#### [WHAT THIS TASK INVOLVES]
Print, without alteration, the lines that extend from the one holding "of the shoreline" to the final line of the listing below.

#### [DATA FOR THE TASK]
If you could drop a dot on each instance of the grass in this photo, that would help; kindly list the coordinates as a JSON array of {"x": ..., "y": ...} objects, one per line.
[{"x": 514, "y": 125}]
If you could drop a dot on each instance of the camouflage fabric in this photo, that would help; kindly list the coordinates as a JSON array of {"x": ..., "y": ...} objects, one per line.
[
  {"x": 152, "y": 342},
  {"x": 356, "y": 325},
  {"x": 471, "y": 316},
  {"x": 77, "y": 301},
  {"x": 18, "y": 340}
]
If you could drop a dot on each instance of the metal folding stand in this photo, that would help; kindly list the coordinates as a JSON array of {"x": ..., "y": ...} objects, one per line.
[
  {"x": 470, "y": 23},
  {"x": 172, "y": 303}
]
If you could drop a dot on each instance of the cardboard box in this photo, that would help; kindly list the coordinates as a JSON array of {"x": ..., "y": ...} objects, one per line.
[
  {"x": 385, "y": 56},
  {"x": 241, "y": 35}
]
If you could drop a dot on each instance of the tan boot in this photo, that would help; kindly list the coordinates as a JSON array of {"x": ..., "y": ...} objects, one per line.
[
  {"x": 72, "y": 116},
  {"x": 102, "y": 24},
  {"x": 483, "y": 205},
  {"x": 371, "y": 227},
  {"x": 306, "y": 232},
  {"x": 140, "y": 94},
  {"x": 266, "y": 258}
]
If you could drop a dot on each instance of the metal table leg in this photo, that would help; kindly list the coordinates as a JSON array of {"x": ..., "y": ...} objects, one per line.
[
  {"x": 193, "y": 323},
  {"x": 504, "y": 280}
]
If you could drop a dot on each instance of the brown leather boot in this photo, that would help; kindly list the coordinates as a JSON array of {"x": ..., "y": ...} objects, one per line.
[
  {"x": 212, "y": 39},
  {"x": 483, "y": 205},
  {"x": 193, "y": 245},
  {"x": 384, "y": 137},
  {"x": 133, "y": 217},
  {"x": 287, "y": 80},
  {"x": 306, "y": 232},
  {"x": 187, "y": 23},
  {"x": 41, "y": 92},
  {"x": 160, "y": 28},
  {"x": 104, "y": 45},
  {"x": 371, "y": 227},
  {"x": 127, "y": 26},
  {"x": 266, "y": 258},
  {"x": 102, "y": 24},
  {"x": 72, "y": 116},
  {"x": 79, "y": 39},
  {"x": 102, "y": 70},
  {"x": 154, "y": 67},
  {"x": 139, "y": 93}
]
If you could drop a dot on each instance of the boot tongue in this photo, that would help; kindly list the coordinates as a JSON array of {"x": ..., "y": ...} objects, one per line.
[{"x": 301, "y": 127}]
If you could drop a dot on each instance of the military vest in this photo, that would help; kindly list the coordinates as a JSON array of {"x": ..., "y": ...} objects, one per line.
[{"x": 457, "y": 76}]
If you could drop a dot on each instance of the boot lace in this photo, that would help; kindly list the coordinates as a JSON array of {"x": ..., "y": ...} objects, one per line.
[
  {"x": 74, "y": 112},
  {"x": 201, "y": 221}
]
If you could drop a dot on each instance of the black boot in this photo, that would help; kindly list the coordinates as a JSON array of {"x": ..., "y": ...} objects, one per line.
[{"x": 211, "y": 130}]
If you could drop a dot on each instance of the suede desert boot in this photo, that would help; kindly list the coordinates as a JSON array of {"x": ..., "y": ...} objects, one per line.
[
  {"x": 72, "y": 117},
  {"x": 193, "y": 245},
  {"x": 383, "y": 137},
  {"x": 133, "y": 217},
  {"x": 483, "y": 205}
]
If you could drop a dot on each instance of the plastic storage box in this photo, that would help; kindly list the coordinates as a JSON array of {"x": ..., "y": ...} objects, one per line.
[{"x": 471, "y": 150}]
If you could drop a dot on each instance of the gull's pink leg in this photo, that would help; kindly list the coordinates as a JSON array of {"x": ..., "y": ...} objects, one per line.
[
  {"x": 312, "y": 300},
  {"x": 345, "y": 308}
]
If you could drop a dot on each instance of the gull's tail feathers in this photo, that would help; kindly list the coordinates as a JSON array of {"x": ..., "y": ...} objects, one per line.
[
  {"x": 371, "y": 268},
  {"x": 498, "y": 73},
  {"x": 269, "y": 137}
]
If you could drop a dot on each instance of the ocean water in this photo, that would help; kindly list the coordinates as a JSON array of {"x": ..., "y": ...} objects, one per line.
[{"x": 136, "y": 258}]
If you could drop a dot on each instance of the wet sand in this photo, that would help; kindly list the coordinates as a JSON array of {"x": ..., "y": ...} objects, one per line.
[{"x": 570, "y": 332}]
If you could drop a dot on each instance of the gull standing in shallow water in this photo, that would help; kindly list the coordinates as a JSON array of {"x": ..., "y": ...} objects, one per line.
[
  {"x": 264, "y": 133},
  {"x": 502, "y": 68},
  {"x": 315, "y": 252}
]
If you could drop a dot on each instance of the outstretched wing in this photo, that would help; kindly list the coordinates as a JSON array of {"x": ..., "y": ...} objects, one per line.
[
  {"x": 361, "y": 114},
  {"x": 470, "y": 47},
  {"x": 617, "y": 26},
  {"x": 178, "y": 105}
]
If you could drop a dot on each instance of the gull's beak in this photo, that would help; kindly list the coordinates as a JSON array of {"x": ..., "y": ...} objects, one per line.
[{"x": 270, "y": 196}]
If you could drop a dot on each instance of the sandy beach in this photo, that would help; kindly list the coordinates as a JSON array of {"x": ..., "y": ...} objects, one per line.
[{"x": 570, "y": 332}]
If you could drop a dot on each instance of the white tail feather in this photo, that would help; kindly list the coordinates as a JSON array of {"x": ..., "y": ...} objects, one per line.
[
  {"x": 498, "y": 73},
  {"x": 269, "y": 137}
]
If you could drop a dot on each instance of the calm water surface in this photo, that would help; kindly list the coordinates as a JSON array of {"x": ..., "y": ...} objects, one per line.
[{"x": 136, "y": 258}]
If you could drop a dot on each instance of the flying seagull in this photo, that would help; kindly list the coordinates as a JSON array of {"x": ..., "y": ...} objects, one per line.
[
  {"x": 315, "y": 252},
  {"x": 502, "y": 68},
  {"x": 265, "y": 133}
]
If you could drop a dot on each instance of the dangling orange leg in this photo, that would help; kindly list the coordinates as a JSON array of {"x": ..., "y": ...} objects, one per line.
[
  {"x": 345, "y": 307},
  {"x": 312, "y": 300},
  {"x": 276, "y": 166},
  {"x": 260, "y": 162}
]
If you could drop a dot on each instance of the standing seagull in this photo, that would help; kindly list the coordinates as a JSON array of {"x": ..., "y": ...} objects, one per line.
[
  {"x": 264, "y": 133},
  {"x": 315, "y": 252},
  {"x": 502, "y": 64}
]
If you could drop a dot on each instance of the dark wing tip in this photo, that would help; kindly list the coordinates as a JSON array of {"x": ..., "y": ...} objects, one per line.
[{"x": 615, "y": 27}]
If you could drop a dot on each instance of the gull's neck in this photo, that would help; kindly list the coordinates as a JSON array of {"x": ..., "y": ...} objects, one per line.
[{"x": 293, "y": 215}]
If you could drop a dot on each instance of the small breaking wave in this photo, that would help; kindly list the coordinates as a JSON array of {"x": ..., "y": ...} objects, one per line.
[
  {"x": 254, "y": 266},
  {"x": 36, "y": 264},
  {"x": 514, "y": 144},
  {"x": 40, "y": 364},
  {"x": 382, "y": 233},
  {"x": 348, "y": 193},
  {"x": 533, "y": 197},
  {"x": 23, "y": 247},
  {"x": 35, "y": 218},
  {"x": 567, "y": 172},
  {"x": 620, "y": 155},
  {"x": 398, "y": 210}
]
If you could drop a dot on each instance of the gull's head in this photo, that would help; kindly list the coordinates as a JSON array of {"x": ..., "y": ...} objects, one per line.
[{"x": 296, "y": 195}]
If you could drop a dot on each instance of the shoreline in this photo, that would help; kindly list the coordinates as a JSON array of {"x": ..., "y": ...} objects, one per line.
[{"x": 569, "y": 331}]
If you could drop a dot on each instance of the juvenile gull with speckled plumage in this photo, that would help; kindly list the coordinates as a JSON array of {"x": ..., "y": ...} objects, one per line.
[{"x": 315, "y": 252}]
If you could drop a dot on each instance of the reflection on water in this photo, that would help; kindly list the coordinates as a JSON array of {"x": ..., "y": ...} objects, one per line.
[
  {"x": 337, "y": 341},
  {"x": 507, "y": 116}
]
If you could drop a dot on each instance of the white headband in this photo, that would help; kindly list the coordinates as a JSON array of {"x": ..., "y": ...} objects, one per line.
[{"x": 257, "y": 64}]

#### [WRITTEN SOLUTION]
If you could drop a dot on each instance of the shoreline in this photo, that would help; kindly list the coordinates as a JSON array of {"x": ..., "y": ...} objects, one per line.
[{"x": 569, "y": 331}]
If you could drop a dot on each instance of the juvenile gull with speckled plumage in this photo, that would help; kindly list the coordinates as a JSON array of {"x": ..., "y": ...} objects, one per line.
[{"x": 315, "y": 252}]
If you could drop a dot on each instance of the reflection on water in this photo, that would help; kindly list the coordinates as a JSON array of {"x": ..., "y": ...} objects, one per line.
[
  {"x": 337, "y": 341},
  {"x": 507, "y": 116}
]
If you could drop a dot on each instance of the white headband in this photo, that would help; kindly list the coordinates as a JSON array of {"x": ..., "y": ...} objects, one per line.
[{"x": 257, "y": 64}]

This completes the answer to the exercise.